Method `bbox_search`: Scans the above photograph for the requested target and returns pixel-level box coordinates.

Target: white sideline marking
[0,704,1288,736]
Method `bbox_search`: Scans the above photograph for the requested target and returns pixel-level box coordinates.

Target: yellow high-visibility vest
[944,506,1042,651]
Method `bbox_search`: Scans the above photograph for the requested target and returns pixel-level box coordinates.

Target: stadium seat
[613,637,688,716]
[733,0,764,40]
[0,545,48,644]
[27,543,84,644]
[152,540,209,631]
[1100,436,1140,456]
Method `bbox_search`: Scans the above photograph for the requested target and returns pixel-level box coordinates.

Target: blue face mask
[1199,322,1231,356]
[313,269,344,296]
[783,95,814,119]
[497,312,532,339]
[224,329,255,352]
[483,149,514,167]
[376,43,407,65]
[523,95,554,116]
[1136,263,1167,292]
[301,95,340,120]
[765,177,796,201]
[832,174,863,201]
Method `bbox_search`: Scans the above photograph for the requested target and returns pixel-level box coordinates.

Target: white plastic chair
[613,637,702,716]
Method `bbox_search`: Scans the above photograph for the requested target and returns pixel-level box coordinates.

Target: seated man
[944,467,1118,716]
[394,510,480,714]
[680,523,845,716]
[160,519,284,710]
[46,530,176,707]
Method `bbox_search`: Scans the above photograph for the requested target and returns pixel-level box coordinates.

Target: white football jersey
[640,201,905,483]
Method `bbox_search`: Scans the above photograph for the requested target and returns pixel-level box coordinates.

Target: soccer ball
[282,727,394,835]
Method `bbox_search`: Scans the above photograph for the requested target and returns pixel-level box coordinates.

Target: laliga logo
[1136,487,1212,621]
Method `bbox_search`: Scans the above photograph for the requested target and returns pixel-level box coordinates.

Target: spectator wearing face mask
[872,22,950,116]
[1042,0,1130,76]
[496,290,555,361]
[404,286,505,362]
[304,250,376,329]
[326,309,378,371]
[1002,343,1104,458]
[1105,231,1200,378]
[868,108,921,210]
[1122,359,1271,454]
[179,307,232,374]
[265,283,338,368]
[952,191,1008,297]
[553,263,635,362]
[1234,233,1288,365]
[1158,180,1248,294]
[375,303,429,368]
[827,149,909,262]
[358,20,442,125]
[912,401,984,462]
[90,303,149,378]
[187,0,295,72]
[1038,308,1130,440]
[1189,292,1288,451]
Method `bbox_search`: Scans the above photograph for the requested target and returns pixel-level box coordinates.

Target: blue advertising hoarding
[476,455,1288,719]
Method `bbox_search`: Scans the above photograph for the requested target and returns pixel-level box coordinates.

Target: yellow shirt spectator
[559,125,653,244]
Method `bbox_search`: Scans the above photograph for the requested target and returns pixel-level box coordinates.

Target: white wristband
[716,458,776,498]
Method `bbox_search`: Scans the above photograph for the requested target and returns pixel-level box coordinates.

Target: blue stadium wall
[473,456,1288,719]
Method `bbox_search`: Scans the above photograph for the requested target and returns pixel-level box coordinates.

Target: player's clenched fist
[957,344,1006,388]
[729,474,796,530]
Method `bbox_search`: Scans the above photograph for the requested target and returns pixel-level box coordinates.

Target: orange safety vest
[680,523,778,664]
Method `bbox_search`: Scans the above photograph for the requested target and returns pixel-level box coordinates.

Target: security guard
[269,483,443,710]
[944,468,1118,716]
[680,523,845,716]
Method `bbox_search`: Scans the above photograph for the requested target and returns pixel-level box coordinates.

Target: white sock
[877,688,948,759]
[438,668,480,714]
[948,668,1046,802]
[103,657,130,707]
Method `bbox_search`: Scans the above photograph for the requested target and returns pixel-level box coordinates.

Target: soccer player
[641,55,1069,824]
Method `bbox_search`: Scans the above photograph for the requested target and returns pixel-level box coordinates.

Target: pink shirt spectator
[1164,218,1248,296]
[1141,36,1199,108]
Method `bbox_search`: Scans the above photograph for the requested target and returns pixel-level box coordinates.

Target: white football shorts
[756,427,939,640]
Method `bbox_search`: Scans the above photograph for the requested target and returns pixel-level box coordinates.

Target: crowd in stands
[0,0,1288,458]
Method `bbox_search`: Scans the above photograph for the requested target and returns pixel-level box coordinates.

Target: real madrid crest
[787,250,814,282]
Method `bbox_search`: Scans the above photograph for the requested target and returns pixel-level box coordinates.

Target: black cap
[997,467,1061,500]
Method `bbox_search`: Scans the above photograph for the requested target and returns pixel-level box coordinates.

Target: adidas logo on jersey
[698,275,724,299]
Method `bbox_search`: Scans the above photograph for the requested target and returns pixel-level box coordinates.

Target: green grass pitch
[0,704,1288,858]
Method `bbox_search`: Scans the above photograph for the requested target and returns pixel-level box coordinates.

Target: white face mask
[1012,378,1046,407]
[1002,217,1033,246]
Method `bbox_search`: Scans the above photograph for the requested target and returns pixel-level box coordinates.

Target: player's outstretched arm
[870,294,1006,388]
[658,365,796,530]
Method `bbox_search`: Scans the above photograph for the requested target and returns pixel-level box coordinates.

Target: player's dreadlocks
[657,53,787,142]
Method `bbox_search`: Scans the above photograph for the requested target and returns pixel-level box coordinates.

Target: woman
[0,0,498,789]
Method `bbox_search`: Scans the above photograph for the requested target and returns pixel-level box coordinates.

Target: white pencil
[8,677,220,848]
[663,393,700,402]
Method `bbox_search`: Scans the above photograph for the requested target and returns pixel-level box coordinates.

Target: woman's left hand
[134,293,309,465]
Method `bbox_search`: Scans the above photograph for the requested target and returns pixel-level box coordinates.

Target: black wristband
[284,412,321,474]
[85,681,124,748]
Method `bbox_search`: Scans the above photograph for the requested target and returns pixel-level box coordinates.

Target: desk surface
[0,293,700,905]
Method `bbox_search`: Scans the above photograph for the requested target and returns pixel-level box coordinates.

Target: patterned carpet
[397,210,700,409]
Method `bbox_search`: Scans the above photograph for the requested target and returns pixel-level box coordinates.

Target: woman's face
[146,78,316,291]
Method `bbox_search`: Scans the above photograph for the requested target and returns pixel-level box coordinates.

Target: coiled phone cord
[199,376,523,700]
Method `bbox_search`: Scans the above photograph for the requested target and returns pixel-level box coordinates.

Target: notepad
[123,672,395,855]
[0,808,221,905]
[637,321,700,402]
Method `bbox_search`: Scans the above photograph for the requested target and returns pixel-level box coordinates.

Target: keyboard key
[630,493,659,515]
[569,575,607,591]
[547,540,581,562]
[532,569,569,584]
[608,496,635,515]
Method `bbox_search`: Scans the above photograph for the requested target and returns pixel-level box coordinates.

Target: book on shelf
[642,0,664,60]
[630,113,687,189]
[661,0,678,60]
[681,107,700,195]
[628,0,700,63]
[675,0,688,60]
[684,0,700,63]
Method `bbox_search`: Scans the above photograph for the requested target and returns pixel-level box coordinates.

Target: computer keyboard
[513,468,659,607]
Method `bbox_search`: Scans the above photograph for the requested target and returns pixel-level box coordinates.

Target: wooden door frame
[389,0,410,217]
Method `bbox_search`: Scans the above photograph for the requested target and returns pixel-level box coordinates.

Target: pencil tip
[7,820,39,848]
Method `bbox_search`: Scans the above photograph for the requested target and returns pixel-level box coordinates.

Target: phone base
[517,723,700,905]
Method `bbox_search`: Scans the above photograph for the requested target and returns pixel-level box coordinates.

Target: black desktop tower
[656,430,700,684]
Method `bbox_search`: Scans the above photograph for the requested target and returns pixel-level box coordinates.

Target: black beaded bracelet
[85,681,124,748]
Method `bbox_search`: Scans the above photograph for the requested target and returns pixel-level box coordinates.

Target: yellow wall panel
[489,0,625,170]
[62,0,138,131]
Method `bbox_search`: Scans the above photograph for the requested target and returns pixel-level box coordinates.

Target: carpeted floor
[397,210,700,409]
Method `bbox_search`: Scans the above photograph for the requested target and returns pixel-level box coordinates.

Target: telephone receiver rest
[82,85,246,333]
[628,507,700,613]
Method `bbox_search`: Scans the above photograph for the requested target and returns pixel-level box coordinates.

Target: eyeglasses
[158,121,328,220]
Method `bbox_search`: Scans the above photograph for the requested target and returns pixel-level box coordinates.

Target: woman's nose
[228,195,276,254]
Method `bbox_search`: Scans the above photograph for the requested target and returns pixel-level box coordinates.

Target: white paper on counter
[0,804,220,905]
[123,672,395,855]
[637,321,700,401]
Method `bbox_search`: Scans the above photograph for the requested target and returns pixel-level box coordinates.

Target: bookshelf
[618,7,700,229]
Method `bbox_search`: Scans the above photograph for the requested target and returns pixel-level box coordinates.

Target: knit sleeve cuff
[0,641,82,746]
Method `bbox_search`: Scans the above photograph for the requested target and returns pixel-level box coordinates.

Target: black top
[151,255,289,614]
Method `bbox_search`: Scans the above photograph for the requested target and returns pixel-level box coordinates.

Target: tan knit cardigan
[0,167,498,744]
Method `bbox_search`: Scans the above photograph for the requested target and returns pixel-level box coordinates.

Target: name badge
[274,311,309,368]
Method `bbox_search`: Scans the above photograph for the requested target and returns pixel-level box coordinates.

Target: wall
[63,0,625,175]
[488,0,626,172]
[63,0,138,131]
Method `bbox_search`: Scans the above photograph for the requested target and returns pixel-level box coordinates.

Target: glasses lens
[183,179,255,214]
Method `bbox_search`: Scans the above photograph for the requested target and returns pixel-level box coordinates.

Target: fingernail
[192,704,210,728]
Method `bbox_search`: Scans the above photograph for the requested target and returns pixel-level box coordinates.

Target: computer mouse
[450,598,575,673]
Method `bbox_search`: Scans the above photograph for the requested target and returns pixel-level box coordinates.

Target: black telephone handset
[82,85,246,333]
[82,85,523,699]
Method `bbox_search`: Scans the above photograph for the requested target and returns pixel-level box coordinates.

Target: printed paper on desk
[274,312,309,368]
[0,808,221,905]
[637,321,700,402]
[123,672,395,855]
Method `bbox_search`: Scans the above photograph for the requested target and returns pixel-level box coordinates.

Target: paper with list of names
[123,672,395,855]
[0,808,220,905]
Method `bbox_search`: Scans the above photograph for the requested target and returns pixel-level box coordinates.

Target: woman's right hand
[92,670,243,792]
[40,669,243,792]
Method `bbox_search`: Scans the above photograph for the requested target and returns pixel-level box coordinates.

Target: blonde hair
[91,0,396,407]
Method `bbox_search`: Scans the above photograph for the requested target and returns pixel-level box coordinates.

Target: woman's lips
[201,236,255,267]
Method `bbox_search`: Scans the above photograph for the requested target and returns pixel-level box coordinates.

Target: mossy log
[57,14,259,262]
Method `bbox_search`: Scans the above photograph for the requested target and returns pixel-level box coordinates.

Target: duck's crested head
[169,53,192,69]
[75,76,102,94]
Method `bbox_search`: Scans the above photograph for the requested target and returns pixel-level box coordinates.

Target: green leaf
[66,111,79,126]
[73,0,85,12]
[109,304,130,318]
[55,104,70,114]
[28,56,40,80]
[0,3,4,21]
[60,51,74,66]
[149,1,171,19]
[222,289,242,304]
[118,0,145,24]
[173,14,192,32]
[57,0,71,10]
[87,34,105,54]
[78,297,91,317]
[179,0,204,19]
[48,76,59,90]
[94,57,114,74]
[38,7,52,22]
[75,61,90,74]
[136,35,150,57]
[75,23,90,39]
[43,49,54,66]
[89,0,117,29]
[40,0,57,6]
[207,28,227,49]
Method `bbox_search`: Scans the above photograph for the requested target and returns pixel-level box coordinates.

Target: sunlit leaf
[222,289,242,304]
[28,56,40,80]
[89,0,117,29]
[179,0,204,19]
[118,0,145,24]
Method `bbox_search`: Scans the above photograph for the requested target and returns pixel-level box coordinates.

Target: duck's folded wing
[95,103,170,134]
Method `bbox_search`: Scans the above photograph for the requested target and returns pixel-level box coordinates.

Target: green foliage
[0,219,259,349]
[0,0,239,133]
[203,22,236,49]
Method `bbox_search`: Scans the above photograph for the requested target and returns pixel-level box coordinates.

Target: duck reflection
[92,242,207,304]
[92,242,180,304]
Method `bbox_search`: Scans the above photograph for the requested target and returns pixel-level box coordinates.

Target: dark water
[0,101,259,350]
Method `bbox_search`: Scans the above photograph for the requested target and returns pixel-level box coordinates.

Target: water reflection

^^^^^^^^

TASK =>
Reproduce verbatim everything from the start of the entries down to and including the line containing "[944,506,1042,651]".

RESPONSE TO THIS TASK =>
Method `bbox_search`: Scans the above photograph for the requested target and returns pixel-level box coordinates.

Target: white sideline marking
[0,704,1288,736]
Method `bbox_search`: Scans the above photograph for the requested target and returns pixel-level box coordinates.

Target: yellow high-visibility vest
[944,506,1042,651]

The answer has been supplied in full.